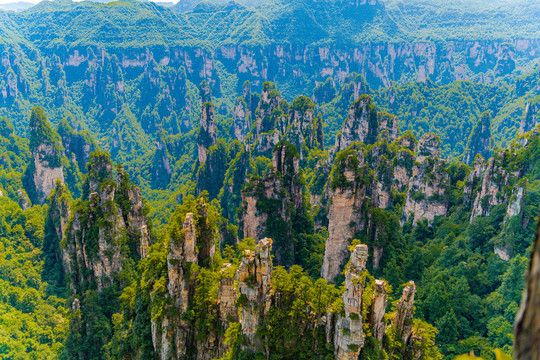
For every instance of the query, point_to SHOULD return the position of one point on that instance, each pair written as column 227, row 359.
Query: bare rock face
column 346, row 202
column 388, row 126
column 269, row 111
column 114, row 210
column 378, row 309
column 360, row 125
column 405, row 312
column 207, row 134
column 24, row 201
column 349, row 337
column 265, row 143
column 426, row 196
column 190, row 249
column 428, row 146
column 227, row 296
column 275, row 196
column 480, row 140
column 527, row 325
column 45, row 171
column 302, row 128
column 254, row 278
column 241, row 119
column 530, row 118
column 494, row 178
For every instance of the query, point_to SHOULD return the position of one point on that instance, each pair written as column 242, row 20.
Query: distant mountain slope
column 16, row 6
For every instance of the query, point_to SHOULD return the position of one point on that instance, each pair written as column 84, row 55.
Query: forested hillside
column 272, row 179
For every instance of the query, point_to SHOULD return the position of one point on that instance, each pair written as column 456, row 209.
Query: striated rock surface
column 46, row 163
column 113, row 213
column 530, row 117
column 349, row 337
column 493, row 179
column 254, row 278
column 344, row 207
column 426, row 195
column 227, row 294
column 405, row 311
column 360, row 125
column 241, row 119
column 269, row 110
column 24, row 201
column 527, row 324
column 274, row 198
column 207, row 136
column 428, row 146
column 46, row 171
column 480, row 139
column 378, row 309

- Task prompt -
Retype every item above word for word, leaving the pictures out of your copy.

- Exercise solution -
For every instance of the query, point_to SHOULD return the position of one point on that instance, each pair written as column 227, row 359.
Query: bare rock face
column 346, row 202
column 388, row 126
column 269, row 111
column 114, row 210
column 378, row 309
column 360, row 125
column 405, row 312
column 207, row 134
column 24, row 201
column 349, row 337
column 265, row 143
column 426, row 196
column 190, row 249
column 428, row 146
column 227, row 296
column 275, row 196
column 480, row 140
column 527, row 325
column 45, row 171
column 302, row 128
column 254, row 278
column 241, row 119
column 530, row 118
column 494, row 178
For every instance of the query, point_to SHOULD return the position of one point on that instance, each pair written as column 242, row 20.
Query: distant mountain slope
column 16, row 6
For every instance of the query, point_to SHOULD return the position of one point on that instance, each pair written as column 84, row 55.
Query: forested hillside
column 272, row 179
For every instance of the query, point_to SHOULD return the position of one point on that instance, each pair written as column 456, row 209.
Query: striated rock surface
column 46, row 163
column 113, row 213
column 530, row 117
column 349, row 337
column 493, row 179
column 254, row 278
column 344, row 207
column 426, row 195
column 227, row 294
column 405, row 311
column 360, row 125
column 241, row 119
column 269, row 110
column 24, row 201
column 527, row 324
column 274, row 198
column 207, row 136
column 428, row 146
column 46, row 171
column 480, row 139
column 378, row 309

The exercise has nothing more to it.